The shape of the soil-water characteristic curve is influenced by many factors, such as compaction, mineral composition, initial moisture content, and particle size. Many studies on SWCC focus on the pore structure and mineral composition of unsaturated soil. Vatsala and Murthy [17] proved the influence relationship between the degree of compactness and the suction of soil media through experiments, and the two were positively correlated. Meanwhile, it was found that the influence degree mainly depended on the initial pore structure. Assouline et al. [18] have analyzed and compared the results from Brazil’s Palotina and Cascavel’s soils and have found that under the same soil pore structure, the water-holding properties of the two soils are also affected by the mineral composition, such as iron oxide and free aluminium hydroxide. Wang et al. [3] studied the influence of salinity on the soil-water characteristic curve of the Yili loess by using the centrifugal method and filter paper method in view of the high salinity state inside the loess in Yili, China, but the test results showed that salinity had little influence on the soil-water characteristic curve. The results in Zhou et al.’s research [19] showed that the dry density, particle size, and hydrophilic mineral content of the soil had a great impact on the soil-water characteristic curve. The residual water content of the soil with high dry density was higher, while the soil-water characteristic curve of the soil with strong mineral hydrophilicity was relatively gentle. Gao et al. [20] carried out a series of experiments on sand, and the test results showed that the soil moisture transfer was positively correlated with the heat source temperature and sand with higher initial water content also had a higher thermal conductivity. Jiang et al. [21] studied the influence of different fine grain contents on the soil-water characteristic curve by using a pressure plate instrument. The test results showed that when fine grain content was between 10 and 60%, soil water-holding capacity gradually decreased with the increase of fine grain content.

Supplied material |
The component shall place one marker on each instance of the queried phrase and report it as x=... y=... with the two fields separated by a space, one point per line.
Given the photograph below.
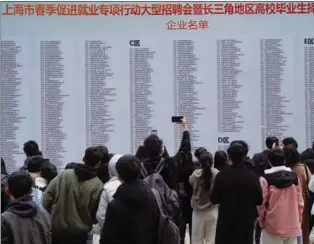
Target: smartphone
x=176 y=119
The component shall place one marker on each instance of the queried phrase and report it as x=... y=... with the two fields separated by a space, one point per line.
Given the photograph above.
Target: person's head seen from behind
x=220 y=160
x=31 y=148
x=154 y=147
x=271 y=142
x=112 y=165
x=236 y=154
x=206 y=161
x=19 y=185
x=93 y=157
x=292 y=156
x=128 y=168
x=243 y=144
x=276 y=157
x=290 y=141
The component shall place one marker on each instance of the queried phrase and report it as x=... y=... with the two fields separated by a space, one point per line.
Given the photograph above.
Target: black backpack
x=169 y=198
x=4 y=197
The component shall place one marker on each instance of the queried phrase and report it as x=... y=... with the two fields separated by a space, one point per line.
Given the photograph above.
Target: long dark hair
x=206 y=161
x=291 y=154
x=3 y=168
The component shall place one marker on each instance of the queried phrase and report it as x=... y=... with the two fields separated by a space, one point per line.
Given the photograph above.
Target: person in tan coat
x=292 y=158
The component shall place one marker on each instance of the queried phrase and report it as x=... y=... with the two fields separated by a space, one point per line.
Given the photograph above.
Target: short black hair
x=270 y=140
x=70 y=165
x=220 y=160
x=31 y=148
x=276 y=157
x=199 y=151
x=153 y=145
x=290 y=141
x=292 y=156
x=103 y=153
x=92 y=156
x=20 y=184
x=236 y=153
x=35 y=164
x=243 y=144
x=48 y=170
x=128 y=167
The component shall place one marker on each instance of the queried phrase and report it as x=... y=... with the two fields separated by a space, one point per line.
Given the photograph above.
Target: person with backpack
x=220 y=160
x=31 y=150
x=175 y=172
x=280 y=216
x=169 y=169
x=260 y=165
x=133 y=214
x=23 y=222
x=307 y=158
x=110 y=189
x=311 y=189
x=238 y=193
x=205 y=214
x=292 y=158
x=72 y=198
x=261 y=159
x=4 y=184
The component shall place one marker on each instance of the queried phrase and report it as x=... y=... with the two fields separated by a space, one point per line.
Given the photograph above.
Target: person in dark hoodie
x=260 y=165
x=4 y=183
x=72 y=198
x=248 y=163
x=23 y=222
x=154 y=148
x=307 y=158
x=220 y=160
x=238 y=192
x=132 y=216
x=290 y=141
x=280 y=216
x=31 y=150
x=261 y=159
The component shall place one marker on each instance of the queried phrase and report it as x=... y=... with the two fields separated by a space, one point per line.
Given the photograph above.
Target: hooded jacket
x=72 y=198
x=109 y=190
x=200 y=198
x=25 y=223
x=281 y=211
x=132 y=216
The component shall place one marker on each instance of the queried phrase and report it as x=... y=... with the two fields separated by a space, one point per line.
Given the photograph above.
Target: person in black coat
x=132 y=216
x=238 y=192
x=307 y=157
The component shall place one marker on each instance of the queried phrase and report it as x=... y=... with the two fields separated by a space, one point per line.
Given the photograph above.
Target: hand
x=184 y=124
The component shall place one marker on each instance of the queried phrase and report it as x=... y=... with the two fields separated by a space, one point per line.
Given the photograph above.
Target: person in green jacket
x=72 y=198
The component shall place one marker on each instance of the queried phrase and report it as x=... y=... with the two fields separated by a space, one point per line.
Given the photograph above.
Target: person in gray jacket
x=23 y=222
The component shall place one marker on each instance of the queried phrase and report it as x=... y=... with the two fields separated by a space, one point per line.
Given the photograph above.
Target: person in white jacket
x=107 y=195
x=311 y=188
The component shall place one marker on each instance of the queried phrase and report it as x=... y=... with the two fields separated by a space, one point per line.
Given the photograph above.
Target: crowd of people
x=151 y=197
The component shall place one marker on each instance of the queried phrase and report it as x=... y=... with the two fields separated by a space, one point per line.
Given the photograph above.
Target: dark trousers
x=69 y=239
x=258 y=232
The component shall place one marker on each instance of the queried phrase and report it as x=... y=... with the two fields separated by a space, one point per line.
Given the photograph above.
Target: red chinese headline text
x=187 y=25
x=170 y=9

Tasks for this exercise |
1. In the soil-water characteristic curve passage, what instrument did Jiang et al. use to study the effect of fine grain content?
2. List every factor that the opening sentence of the soil-water characteristic curve passage names as influencing the shape of the curve.

Responses to the exercise |
1. A pressure plate instrument.

2. Compaction, mineral composition, initial moisture content, and particle size.